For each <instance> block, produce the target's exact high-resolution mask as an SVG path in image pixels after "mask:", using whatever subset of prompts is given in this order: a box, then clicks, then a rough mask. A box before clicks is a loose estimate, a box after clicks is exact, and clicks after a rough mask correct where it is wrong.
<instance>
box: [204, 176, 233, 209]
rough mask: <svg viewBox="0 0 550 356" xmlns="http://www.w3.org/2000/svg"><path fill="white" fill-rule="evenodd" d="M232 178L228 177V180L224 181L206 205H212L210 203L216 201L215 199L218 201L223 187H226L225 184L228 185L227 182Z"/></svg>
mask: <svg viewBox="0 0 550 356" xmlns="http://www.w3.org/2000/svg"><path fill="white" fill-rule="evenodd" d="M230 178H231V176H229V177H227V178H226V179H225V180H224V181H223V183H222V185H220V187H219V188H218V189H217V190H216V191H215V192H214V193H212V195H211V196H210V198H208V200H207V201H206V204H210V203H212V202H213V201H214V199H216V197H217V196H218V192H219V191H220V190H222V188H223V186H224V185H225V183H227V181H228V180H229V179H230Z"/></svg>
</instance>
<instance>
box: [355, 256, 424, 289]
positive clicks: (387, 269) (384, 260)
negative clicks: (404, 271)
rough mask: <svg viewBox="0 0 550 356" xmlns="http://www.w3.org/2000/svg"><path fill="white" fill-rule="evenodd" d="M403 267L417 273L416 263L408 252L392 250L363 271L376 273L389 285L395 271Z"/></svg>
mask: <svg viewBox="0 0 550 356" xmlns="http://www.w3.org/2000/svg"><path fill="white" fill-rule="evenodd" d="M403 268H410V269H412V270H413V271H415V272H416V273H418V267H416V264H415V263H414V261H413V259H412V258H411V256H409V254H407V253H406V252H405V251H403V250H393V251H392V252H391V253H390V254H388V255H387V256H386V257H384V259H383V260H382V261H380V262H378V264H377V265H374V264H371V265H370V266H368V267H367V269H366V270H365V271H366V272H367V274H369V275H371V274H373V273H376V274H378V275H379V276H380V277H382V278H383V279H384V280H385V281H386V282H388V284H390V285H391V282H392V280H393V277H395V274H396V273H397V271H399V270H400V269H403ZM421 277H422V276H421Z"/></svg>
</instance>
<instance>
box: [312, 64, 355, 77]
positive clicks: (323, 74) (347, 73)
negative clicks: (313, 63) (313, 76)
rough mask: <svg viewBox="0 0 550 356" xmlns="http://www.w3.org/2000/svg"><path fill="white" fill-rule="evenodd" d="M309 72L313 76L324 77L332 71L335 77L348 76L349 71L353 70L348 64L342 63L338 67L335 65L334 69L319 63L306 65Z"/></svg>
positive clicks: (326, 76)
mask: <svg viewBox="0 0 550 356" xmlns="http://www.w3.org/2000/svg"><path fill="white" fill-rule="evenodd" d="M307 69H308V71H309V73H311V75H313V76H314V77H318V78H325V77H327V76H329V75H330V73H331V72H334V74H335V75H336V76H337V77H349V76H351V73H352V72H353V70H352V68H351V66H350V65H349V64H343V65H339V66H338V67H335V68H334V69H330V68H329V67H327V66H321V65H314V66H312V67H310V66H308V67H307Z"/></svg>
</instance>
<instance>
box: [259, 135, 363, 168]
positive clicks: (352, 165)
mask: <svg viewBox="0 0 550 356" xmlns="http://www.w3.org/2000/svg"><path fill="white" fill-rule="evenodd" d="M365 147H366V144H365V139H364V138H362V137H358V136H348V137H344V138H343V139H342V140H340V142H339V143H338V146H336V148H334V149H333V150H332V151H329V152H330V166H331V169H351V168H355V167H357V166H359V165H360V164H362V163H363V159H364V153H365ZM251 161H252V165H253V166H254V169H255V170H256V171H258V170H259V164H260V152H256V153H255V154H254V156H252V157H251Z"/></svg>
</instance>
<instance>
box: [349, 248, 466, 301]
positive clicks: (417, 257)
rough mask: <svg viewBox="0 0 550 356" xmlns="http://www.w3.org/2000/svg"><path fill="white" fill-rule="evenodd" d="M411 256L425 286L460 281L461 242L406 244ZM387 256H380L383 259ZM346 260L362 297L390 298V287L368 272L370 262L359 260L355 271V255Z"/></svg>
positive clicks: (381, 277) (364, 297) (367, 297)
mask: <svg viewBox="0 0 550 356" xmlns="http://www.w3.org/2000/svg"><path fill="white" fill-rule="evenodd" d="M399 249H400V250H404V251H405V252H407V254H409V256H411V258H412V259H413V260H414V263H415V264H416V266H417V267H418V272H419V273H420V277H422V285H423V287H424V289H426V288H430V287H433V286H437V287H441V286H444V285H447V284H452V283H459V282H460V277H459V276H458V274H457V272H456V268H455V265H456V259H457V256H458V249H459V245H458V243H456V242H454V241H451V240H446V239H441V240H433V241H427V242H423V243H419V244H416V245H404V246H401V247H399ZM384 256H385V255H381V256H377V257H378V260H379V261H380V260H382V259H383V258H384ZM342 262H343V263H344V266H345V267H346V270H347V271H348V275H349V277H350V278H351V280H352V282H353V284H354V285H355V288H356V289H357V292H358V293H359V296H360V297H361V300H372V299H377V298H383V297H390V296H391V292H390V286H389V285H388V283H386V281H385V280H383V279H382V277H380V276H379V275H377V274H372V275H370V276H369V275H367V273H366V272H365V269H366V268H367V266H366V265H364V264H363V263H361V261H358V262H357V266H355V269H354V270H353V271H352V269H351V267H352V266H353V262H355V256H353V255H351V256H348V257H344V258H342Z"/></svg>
--*--
Directions for this task> Number of lines holding "negative" in the data: give it, with nothing else.

Problem solution> 2